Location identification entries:
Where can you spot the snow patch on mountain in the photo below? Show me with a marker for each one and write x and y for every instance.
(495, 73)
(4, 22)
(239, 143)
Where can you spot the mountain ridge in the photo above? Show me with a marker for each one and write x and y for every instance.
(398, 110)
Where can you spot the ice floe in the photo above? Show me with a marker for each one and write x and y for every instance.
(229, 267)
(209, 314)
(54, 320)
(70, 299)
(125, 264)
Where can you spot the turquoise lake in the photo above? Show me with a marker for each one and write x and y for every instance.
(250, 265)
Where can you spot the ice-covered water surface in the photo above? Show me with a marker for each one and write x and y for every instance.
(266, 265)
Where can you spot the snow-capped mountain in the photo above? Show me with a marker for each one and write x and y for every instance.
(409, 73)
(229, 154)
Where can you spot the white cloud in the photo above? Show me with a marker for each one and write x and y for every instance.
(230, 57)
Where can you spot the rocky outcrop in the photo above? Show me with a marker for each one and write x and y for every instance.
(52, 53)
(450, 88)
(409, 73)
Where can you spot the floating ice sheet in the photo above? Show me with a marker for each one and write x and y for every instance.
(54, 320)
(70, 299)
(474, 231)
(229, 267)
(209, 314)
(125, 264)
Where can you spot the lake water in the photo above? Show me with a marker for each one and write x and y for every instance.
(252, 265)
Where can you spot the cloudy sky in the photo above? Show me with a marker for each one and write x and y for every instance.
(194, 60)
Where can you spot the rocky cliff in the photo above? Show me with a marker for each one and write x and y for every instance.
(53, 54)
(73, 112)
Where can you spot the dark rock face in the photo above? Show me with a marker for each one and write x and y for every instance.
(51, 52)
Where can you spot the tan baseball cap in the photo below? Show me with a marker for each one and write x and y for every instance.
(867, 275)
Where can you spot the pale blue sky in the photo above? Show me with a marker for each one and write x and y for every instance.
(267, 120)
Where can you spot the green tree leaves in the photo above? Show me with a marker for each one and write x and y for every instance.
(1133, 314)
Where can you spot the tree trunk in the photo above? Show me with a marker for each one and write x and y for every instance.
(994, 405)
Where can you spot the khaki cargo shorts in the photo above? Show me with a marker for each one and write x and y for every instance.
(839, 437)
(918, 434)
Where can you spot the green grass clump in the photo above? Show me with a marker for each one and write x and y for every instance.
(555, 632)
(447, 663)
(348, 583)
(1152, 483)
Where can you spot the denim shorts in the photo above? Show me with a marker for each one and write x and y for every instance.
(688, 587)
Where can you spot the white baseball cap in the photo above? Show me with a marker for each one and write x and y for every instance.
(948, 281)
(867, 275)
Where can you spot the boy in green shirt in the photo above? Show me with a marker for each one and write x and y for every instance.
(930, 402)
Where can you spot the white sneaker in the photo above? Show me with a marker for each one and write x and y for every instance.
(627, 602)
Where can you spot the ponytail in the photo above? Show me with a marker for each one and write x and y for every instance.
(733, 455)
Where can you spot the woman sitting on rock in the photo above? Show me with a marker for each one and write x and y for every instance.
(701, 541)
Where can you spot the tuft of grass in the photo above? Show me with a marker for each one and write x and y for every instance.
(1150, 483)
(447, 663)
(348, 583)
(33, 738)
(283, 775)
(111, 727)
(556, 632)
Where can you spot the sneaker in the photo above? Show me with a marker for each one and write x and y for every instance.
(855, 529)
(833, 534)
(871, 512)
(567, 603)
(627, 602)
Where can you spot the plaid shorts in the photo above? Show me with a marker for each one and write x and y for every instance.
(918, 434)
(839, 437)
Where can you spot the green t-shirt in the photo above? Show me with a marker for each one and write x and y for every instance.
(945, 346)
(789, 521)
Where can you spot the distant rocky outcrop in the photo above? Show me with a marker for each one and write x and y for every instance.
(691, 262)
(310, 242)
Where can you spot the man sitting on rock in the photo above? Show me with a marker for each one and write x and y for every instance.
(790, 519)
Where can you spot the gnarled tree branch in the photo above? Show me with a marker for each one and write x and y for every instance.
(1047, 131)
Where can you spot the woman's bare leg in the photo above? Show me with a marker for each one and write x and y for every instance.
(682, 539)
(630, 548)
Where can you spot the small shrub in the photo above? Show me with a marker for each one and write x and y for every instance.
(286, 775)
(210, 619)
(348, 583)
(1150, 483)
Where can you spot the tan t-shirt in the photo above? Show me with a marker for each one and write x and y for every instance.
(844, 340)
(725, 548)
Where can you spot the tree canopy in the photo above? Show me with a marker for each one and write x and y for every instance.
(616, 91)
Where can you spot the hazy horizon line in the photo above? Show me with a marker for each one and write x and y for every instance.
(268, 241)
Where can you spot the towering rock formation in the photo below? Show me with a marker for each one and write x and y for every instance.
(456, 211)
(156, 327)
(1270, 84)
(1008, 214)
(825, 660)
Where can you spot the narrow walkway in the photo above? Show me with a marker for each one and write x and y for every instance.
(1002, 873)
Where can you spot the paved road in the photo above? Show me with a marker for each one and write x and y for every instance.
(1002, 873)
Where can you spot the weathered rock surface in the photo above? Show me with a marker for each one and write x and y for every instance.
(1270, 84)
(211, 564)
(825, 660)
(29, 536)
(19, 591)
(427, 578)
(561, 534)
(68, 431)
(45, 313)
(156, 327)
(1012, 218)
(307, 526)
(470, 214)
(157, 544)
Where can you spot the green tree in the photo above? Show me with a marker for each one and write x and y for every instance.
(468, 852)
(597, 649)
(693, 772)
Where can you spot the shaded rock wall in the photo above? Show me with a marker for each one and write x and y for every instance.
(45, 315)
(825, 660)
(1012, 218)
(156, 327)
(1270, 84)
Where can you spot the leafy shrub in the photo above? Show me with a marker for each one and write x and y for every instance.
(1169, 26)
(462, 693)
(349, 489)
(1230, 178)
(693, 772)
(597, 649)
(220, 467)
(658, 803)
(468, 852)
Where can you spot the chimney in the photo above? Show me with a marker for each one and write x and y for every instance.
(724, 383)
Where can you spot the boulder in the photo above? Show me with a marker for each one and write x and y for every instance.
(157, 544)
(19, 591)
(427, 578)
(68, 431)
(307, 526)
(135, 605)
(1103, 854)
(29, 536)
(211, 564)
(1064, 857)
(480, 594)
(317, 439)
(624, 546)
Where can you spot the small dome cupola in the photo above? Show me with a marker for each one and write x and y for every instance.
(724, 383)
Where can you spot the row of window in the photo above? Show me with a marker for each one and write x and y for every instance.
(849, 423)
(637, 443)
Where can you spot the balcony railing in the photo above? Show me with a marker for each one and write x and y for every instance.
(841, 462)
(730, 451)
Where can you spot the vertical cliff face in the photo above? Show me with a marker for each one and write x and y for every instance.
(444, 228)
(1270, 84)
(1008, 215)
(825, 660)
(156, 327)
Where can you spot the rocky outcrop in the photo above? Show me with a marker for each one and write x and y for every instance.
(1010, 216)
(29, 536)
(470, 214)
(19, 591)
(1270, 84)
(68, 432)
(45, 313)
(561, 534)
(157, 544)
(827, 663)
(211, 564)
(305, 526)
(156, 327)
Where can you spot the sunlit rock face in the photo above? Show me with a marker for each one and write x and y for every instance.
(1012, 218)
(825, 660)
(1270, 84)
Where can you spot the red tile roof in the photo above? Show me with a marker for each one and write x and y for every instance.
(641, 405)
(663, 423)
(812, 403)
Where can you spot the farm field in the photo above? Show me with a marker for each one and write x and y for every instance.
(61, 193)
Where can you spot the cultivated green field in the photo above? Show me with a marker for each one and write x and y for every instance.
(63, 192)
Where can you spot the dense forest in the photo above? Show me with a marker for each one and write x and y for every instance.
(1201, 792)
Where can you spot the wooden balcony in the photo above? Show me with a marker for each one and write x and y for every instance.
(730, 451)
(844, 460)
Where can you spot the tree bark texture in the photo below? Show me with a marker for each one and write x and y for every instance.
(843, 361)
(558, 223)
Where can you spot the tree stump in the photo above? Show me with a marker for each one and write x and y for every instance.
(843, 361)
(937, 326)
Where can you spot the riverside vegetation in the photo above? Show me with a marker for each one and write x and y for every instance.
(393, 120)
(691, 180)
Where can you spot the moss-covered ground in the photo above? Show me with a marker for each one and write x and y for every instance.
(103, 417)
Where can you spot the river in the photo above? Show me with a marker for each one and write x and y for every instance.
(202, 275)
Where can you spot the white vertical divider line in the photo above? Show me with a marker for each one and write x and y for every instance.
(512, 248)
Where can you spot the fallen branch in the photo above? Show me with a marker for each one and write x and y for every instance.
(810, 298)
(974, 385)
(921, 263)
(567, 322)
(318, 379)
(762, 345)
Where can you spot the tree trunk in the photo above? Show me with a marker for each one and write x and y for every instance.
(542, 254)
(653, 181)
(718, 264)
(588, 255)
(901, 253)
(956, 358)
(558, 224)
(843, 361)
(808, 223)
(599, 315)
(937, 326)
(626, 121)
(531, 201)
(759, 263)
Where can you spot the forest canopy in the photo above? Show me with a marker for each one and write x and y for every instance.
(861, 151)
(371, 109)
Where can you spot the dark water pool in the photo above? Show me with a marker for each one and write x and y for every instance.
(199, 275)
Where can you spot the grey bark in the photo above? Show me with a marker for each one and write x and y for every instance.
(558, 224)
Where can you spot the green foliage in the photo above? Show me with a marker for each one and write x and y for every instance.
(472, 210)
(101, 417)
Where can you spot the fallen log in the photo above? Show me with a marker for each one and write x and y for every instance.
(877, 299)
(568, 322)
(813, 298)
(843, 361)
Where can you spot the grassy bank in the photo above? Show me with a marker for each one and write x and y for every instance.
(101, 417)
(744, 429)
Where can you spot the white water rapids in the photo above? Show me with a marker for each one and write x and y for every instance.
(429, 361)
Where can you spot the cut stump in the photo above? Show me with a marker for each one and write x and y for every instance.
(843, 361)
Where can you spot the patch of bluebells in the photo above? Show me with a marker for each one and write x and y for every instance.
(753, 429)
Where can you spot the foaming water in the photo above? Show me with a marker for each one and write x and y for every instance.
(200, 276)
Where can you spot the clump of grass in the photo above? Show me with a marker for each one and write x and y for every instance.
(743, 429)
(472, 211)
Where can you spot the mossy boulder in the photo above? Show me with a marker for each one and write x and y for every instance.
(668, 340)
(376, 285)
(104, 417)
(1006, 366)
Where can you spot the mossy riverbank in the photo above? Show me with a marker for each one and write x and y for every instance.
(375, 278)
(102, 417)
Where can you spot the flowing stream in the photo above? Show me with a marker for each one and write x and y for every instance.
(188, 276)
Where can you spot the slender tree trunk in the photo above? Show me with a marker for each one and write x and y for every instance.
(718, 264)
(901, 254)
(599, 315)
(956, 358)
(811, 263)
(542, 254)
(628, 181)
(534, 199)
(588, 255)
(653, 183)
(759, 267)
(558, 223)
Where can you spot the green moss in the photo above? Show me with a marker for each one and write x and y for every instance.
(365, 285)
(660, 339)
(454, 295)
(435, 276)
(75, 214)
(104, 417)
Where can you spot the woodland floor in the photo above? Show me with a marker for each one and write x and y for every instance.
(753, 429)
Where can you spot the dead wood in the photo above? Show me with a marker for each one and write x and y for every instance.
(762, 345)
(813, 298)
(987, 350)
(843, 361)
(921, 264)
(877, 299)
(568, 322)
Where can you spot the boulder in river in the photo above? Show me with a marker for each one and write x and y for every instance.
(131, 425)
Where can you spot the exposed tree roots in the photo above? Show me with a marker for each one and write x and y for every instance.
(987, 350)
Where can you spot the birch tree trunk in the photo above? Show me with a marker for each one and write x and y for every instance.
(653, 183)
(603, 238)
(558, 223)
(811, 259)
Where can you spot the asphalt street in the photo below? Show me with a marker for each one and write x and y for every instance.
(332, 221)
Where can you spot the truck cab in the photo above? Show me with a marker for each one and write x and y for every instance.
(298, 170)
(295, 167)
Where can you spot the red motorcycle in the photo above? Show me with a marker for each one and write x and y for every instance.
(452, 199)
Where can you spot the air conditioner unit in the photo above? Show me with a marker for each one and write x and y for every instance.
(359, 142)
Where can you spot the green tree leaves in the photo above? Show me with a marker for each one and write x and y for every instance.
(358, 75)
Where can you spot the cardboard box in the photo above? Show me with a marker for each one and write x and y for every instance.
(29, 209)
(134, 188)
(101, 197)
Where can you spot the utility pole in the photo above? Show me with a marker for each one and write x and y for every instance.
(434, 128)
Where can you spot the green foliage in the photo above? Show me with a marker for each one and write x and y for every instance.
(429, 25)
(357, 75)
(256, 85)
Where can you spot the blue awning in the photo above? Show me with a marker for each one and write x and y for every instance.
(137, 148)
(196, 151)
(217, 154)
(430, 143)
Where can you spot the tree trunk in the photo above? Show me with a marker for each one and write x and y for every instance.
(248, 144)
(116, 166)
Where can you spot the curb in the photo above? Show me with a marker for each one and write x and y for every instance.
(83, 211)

» GIVEN REQUEST: Take the lines above from the one holding "Where can you spot the cardboard" to the last and output them exactly.

» SOLUTION TO THIS PROBLEM:
Where can you spot the cardboard box in the photo above? Show me with a marker for each one and write x and y for every instance.
(29, 209)
(134, 188)
(101, 197)
Where can you spot the utility pole in the photo above? Show me with a marker for each one and write x and y for every instance.
(434, 128)
Where can you spot the green foliage in the photo above? Show me with a marker for each one and write x and y for every instance.
(429, 25)
(357, 75)
(256, 85)
Where can you spot the blue awning in the photo above? Show me with a marker for each one and write x and y for every instance.
(137, 148)
(196, 151)
(217, 154)
(430, 143)
Where can you spot the tree trunk in the photo above? Show me with a marker for each one and write x and y for every instance.
(248, 144)
(116, 166)
Where can you spot the curb in the photo above? Show me with a marker for each one and write x and y for every instance.
(83, 211)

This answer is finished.